#### WHAT YOU NEED TO DO:
Extract the final stretch of the data: the line that contains "Tag the red" and every line after it, unaltered, and no other lines.

-- start MATERIAL --

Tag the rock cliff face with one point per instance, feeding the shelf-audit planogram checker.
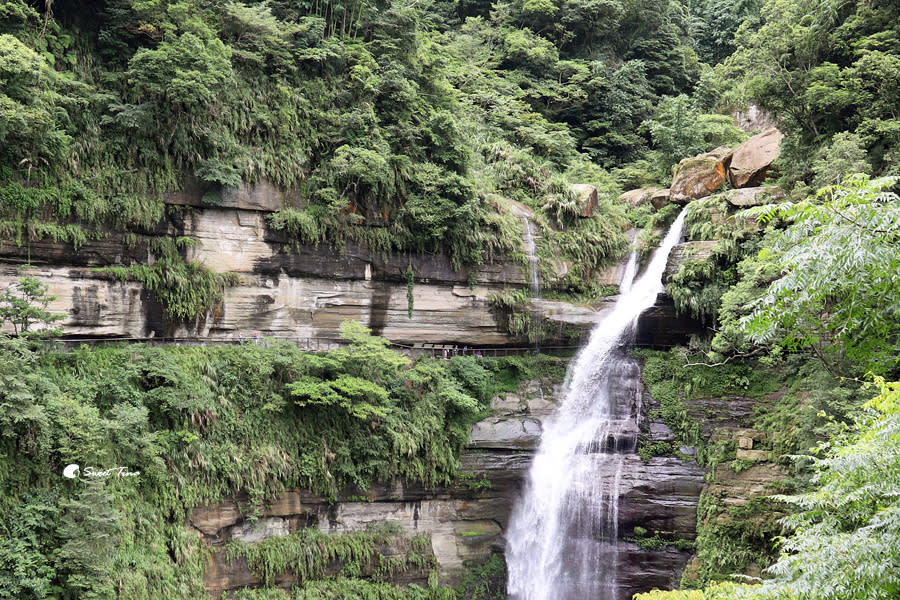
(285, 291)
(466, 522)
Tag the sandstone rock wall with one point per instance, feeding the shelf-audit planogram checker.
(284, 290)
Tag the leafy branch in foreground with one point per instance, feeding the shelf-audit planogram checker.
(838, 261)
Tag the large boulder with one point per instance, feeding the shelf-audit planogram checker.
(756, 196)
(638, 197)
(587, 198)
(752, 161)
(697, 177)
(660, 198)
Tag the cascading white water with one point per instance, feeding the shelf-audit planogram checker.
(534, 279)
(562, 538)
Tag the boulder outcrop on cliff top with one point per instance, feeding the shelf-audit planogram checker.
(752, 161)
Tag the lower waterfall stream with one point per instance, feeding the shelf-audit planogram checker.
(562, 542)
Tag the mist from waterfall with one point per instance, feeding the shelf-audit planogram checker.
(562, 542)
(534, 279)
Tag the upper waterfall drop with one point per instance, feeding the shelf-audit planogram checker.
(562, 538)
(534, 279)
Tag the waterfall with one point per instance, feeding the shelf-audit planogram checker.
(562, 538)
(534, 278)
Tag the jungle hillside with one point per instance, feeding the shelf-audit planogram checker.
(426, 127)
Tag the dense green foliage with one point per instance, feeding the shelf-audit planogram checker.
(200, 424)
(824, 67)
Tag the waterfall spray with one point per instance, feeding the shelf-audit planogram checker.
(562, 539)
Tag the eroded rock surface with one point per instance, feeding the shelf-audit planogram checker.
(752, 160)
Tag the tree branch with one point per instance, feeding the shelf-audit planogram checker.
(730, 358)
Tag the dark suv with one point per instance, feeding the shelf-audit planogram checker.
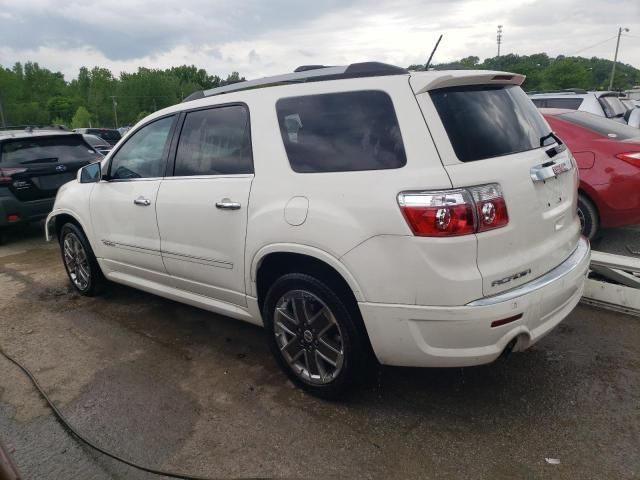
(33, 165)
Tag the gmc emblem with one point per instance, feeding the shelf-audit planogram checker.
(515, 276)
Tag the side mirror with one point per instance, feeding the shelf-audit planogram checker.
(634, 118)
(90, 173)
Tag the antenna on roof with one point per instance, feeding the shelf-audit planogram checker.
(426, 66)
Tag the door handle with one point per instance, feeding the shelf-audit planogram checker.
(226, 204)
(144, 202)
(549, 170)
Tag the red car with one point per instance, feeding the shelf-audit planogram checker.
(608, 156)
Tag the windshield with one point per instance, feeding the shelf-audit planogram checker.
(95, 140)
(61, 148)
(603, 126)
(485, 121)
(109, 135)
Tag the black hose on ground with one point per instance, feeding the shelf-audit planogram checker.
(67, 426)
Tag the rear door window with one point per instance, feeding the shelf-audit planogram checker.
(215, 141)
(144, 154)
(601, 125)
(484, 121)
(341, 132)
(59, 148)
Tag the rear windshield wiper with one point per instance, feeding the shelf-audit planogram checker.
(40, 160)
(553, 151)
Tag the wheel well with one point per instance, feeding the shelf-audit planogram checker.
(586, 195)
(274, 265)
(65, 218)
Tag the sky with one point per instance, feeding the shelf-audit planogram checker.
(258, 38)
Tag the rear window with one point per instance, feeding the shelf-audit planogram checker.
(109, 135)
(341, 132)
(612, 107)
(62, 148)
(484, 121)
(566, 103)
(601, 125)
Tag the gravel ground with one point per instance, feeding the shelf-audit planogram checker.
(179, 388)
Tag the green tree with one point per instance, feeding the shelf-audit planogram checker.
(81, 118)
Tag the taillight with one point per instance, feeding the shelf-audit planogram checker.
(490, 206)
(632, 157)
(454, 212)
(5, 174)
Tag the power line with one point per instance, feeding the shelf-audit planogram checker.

-- end MATERIAL --

#### THE ANSWER:
Tag the red car with one point per instance, feeding the shelf-audit planogram checker.
(608, 156)
Tag the windshield with one point per instance, feeding the shelf-audit planogram checker.
(95, 140)
(61, 148)
(603, 126)
(485, 121)
(109, 135)
Tag the black hose on ground with one point per instance, feeding the shelf-audit planogram checker.
(67, 426)
Tag the rear door window with one point per instance, feeding the shelf-audit planogram checker.
(215, 141)
(144, 154)
(601, 125)
(484, 121)
(341, 132)
(59, 148)
Tag the rear windshield wiper with one point per instance, feeding the shelf-audit planogram checker.
(40, 160)
(553, 151)
Tag the wheel well with one point per instance, feeding the shelf-audit planogram checker.
(586, 195)
(274, 265)
(65, 218)
Tag the sky with one point per instance, feeding the shelf-audit planogram checker.
(258, 38)
Tag the rear window with one point per instance, feeding the shelf-audit planogram checker.
(109, 135)
(341, 132)
(612, 107)
(62, 148)
(484, 121)
(566, 103)
(601, 125)
Tag the gravel ground with one point per instance, feeding the shelf-audit planogram checker.
(179, 388)
Tag the green tree with one point per instance, feeding the shelf-audit planogram checker.
(81, 118)
Tag the taillight with one point per instance, feeding the shelf-audit planogram checker.
(490, 206)
(632, 157)
(454, 212)
(5, 174)
Tag the power line with one point per instance, feeding the shelf-audit planogram checker.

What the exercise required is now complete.